▸ WHAT TO PRODUCE: Pick out and copy every line in the records below that contains the word "space". Case counts.

▸ RECORDED DATA:
-- Begin --

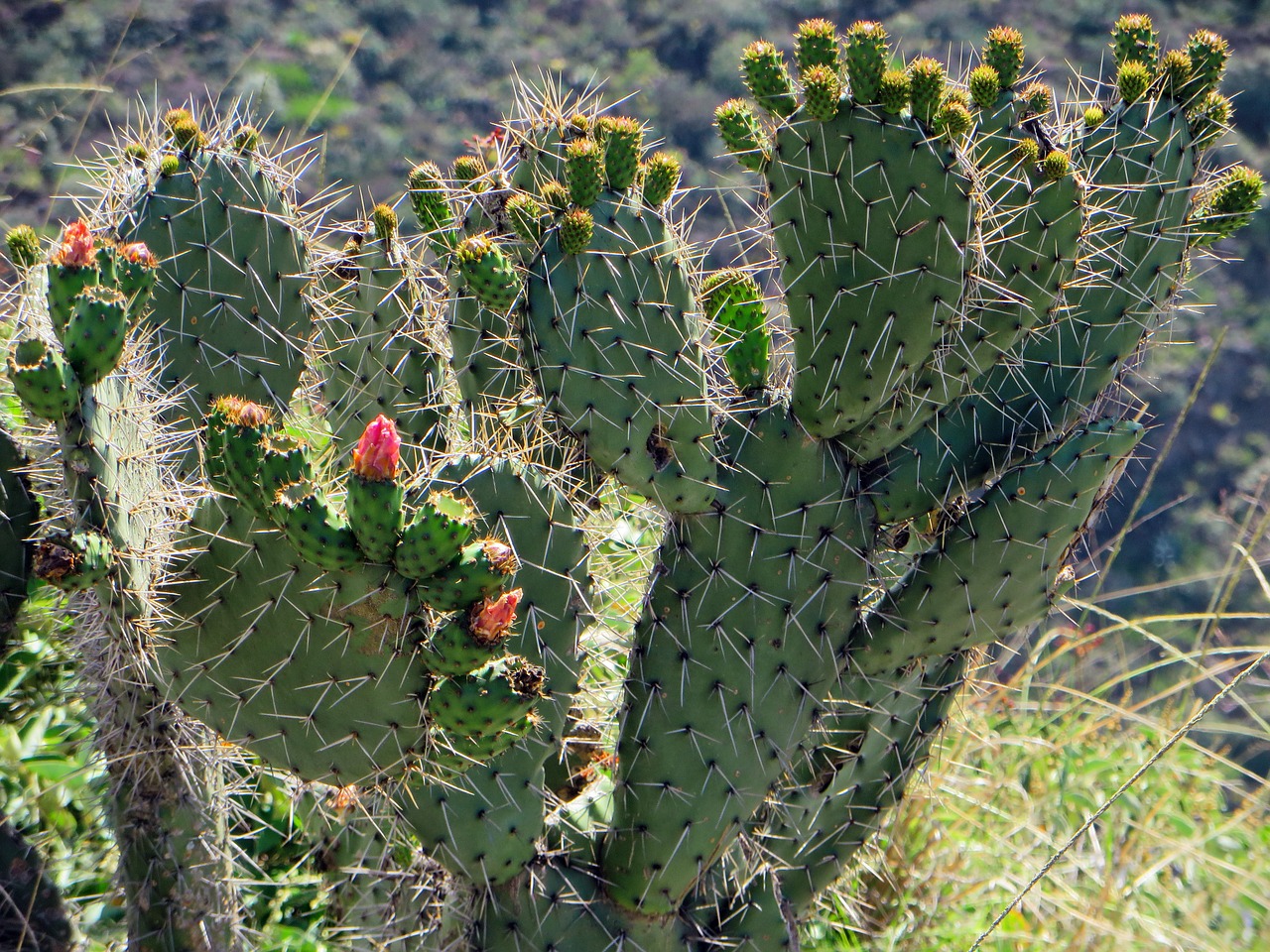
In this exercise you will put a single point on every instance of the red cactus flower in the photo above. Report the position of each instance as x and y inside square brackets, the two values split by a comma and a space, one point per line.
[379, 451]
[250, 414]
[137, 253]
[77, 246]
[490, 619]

-- End --
-- Begin --

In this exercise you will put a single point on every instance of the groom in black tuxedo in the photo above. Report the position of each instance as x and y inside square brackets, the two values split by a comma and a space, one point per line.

-- End --

▸ CORRECT RESULT:
In this exercise you will put a single point on every instance of the red cactus flower in the photo above. Report the position of each instance as x and y inside square brackets, the two values split by a comma and a space, one point per line.
In this exercise you will put a single point on every instance of the groom in black tuxedo in the photo above. Report the position of each instance as x and y inside square brackets, the two values split by a comma and a space, one point per line.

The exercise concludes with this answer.